### Exercise description
Go through the entries below and tally the lines holding "house"; please reply with the number only.

════════════════

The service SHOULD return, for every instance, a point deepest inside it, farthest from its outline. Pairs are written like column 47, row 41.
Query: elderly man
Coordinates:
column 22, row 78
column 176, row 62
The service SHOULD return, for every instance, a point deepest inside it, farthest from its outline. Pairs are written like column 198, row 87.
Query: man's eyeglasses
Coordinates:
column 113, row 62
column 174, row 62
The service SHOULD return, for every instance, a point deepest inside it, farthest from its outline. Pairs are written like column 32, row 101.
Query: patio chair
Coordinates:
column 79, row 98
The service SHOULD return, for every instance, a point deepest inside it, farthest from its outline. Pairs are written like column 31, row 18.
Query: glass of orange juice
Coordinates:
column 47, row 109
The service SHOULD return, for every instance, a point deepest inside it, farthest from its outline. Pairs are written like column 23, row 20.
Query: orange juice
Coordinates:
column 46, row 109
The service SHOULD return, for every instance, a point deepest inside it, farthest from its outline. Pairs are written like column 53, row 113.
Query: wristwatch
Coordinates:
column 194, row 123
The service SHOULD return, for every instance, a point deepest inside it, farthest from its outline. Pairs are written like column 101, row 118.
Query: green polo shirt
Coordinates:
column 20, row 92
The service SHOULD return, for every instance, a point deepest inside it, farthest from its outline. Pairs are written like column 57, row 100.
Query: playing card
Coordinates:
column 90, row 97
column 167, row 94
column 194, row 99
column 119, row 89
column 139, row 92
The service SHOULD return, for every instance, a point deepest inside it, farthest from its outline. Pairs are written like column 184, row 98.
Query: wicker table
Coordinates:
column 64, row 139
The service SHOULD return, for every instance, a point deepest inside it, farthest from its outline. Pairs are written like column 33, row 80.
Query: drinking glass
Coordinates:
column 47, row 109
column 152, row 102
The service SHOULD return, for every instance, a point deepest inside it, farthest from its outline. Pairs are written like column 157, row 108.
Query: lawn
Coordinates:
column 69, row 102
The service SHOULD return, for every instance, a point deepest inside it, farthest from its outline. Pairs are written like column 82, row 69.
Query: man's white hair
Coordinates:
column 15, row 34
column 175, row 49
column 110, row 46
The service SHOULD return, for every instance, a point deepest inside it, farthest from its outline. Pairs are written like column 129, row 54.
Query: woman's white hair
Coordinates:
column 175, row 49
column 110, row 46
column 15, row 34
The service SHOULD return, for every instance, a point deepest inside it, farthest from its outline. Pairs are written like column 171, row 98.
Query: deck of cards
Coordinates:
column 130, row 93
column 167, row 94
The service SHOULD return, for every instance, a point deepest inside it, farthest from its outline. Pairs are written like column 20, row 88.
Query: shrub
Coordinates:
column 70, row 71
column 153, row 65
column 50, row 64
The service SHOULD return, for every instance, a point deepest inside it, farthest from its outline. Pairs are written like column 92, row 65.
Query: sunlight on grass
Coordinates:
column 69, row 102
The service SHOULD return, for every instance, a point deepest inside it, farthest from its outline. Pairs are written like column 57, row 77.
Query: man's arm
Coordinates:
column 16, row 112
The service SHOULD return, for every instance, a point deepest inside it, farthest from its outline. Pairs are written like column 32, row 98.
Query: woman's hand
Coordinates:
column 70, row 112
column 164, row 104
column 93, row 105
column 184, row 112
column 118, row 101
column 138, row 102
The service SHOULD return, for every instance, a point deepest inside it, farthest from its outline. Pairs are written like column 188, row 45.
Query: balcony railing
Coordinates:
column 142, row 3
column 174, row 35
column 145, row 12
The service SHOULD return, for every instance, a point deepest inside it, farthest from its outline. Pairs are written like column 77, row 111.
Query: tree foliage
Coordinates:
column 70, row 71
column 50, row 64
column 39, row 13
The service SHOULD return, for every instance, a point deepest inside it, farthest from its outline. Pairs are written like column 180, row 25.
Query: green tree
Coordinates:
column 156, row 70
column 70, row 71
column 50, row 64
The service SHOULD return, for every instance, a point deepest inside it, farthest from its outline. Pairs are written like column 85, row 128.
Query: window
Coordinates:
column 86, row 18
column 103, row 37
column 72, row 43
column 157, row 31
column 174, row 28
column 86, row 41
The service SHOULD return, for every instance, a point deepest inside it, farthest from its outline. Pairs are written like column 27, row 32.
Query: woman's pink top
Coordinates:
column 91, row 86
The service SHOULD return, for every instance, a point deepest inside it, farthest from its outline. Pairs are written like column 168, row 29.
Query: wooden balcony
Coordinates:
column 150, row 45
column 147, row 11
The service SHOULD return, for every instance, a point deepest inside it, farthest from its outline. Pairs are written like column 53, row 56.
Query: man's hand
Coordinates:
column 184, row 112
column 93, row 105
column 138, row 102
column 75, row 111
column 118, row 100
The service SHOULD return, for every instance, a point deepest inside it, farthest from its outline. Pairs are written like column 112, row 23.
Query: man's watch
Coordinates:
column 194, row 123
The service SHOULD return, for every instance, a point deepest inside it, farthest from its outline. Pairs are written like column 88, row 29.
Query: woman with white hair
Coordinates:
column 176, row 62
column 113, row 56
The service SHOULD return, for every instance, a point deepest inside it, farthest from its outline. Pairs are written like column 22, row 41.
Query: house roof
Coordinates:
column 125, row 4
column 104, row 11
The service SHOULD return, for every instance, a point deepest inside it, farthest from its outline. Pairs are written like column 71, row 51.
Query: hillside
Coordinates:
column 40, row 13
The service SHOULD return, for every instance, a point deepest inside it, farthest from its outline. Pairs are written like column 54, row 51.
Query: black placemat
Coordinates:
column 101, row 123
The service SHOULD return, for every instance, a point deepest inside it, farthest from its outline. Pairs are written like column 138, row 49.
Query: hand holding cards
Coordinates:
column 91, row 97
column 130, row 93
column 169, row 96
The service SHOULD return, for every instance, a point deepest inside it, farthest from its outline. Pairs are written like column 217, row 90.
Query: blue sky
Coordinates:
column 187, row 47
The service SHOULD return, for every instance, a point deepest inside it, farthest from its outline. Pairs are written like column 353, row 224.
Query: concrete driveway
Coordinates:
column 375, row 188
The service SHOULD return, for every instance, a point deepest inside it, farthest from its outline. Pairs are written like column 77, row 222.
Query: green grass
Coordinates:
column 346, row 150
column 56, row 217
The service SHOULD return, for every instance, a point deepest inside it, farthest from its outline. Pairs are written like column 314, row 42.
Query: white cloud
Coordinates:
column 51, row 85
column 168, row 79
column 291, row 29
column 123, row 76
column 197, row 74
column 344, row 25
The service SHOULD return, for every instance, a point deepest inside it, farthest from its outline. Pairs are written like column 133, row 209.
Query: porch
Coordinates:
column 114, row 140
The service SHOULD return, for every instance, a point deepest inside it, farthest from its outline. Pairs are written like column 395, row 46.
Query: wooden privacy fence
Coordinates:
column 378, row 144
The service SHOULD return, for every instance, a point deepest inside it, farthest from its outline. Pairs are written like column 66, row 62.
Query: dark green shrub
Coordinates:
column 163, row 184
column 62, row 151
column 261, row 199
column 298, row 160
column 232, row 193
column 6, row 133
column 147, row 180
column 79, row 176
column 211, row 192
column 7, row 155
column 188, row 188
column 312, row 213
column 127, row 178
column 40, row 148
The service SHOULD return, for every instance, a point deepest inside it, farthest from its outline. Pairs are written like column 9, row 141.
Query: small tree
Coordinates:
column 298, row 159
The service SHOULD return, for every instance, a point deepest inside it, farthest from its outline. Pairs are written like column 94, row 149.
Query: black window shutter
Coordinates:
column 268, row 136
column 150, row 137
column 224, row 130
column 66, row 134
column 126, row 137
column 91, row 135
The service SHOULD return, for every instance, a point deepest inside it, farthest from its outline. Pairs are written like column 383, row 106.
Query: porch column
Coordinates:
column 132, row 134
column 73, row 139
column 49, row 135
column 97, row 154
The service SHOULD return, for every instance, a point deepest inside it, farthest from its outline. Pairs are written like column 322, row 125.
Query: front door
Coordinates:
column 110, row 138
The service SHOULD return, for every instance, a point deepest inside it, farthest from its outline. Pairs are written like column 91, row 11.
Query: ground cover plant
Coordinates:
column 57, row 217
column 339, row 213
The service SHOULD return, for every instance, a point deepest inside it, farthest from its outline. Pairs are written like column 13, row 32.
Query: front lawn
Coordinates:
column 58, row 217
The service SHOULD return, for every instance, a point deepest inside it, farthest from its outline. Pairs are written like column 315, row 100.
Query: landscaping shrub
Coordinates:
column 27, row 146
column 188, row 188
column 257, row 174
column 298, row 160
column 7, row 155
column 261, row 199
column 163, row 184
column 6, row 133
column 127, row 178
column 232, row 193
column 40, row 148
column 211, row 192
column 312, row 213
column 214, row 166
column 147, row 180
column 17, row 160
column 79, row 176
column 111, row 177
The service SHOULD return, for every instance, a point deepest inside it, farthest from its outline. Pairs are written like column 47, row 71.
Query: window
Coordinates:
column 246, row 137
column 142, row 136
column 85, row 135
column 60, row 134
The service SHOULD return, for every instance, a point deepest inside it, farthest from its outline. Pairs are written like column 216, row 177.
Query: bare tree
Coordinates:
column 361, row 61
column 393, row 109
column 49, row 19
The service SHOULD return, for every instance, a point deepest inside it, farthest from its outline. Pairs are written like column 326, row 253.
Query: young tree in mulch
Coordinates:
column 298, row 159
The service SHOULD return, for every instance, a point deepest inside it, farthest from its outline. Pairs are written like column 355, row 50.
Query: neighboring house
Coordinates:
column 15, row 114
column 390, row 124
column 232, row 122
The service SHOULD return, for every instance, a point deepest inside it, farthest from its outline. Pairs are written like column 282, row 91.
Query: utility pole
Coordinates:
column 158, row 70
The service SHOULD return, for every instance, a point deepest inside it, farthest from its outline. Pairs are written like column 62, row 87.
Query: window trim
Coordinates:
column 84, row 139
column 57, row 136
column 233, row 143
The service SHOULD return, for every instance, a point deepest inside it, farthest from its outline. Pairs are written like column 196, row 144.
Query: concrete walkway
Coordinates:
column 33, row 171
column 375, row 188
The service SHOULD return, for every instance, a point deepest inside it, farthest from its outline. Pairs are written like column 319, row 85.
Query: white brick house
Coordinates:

════════════════

### Task result
3